- BREVE ESERCIZIO A
Individua nell'elenco qui sotto tutte le righe in cui compare la parola "Target" e ricopiale.
☆ ☆ ☆
Editor esperto in materie giuridiche

Laureato in Giurisprudenza, con esperienza legale, ora redattore web per giornali online. Ha una passione per la scrittura e la tecnologia, con un focus particolare sull'informazione giuridica.

Nel corso della propria vita lavorativa, può accadere di ricevere una lettera di contestazione disciplinare dal proprio datore di lavoro e non sapere come comportarsi per contestare il richiamo.

È dunque importante sapere innanzitutto di cosa si tratta di preciso e quali sono le possibili conseguenze di un procedimento disciplinare, attivato da parte dell’azienda con cui sussiste un contratto di lavoro.

Se vuoi saperne di più su questi argomenti e sui diritti del lavoratore, procedi con la lettura: vedremo insieme il significato di contestazione disciplinare e come opporsi ad essa.
☆ ☆ ☆
- BREVE ESERCIZIO B
In quale materia è laureato l'editor presentato nel brano selezionato?
☆ ☆ ☆
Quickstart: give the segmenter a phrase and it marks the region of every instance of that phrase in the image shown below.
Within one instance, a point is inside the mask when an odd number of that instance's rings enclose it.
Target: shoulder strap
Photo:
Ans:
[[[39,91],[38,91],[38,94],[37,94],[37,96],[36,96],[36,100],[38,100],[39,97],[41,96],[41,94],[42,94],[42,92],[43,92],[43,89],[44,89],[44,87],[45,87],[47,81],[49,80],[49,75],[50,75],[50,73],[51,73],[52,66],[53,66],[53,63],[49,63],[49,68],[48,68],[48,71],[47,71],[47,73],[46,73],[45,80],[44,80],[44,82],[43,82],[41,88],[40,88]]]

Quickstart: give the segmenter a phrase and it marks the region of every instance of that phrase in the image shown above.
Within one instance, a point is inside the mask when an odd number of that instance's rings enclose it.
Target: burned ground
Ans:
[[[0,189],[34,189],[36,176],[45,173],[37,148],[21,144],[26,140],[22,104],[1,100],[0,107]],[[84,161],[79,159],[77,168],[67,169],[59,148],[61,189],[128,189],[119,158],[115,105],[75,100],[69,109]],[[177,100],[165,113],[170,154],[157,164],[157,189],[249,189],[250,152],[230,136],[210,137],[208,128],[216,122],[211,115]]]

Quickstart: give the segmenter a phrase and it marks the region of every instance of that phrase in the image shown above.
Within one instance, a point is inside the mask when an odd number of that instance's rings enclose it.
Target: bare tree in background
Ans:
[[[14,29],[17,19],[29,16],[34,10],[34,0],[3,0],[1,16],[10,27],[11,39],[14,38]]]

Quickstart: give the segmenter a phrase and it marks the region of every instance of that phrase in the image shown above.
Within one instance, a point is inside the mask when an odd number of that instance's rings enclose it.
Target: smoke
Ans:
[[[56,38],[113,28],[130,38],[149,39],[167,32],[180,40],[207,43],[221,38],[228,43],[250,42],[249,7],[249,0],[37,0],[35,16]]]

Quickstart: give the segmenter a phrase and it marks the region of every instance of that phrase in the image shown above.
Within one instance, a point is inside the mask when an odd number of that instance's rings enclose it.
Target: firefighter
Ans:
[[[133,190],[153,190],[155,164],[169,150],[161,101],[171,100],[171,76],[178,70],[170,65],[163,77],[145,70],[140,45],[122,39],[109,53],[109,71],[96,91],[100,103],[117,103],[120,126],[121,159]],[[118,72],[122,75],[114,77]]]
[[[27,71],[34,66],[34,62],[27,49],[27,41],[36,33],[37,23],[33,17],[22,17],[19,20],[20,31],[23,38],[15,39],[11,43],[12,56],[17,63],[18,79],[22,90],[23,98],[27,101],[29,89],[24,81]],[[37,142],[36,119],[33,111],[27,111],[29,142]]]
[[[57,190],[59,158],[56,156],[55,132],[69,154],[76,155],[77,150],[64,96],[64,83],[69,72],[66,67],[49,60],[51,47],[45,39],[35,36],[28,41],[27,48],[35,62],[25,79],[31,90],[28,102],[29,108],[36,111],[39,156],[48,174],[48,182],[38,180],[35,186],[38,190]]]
☆ ☆ ☆
- RISPOSTA A
Target: shoulder strap
Target: burned ground
Target: bare tree in background
Target: smoke
Target: firefighter

- RISPOSTA B
In Giurisprudenza.